Check every line of the entries for the string "prompts" and return the ones that contain it.

━━━━━ RECORD EXCERPTS

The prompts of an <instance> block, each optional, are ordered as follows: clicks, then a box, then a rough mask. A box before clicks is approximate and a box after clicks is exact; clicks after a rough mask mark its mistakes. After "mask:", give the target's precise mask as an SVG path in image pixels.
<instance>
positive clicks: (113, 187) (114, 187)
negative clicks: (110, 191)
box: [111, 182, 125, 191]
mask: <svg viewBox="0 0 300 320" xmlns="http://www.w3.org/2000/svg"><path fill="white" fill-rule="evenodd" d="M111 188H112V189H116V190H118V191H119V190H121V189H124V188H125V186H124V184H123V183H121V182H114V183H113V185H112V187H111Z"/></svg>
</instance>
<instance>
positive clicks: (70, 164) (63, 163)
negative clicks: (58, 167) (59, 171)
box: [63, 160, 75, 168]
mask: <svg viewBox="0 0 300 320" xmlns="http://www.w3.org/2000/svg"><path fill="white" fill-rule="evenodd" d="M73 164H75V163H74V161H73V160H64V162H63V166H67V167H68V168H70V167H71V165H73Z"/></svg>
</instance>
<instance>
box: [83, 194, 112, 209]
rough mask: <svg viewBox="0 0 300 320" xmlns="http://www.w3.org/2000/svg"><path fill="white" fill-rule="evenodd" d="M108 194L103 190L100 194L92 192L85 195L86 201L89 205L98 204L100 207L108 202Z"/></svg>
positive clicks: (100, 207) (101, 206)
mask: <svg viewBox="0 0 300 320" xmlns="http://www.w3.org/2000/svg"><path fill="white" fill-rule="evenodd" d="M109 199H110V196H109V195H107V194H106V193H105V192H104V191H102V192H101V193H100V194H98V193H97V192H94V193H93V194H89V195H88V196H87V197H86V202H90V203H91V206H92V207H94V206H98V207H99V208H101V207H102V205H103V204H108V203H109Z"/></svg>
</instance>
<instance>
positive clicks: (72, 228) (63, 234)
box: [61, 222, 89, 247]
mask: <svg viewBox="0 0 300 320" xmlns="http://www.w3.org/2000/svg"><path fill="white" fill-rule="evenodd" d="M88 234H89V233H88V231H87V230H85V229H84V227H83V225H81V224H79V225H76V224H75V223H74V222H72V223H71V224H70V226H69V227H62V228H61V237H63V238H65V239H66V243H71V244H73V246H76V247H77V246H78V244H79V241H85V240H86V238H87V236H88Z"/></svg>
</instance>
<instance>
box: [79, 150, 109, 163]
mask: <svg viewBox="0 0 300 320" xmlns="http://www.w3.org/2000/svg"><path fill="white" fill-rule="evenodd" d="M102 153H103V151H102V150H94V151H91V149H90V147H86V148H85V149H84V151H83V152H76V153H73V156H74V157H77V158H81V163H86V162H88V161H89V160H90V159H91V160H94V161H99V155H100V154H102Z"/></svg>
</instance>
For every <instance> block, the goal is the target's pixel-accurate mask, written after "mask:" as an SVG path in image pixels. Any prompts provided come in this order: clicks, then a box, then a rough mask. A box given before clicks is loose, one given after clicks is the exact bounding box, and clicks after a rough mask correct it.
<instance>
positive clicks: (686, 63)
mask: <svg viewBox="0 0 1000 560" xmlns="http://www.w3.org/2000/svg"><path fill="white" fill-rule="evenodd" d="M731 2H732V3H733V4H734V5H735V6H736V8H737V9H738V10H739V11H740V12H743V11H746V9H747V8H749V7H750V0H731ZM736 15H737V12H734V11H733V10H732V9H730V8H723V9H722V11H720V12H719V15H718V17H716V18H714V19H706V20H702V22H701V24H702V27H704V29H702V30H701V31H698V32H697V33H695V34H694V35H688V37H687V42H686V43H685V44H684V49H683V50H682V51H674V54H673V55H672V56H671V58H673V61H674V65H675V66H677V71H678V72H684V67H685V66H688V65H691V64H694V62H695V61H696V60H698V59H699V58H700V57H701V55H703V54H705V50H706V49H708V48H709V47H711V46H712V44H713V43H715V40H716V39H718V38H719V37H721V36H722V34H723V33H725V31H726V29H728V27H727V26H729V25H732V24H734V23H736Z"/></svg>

━━━━━━━━━━

**RESPONSE BELOW**
The prompts of an <instance> block, each optional, are ordered as follows: clicks, then a box, then a rough mask. A box before clicks is approximate and a box after clicks is exact; clicks after a rough mask mark its mistakes. After "mask:", give the target's precise mask as an SVG path in image pixels.
For every <instance> block, the goal is the target's pixel-accurate mask, written after "mask:" as an SVG path in image pixels. Any prompts provided come in this order: clicks, then a box, then a rough mask. A box given before clicks is loose, one given after clicks is the exact bounding box, and clicks after a rough mask correct it.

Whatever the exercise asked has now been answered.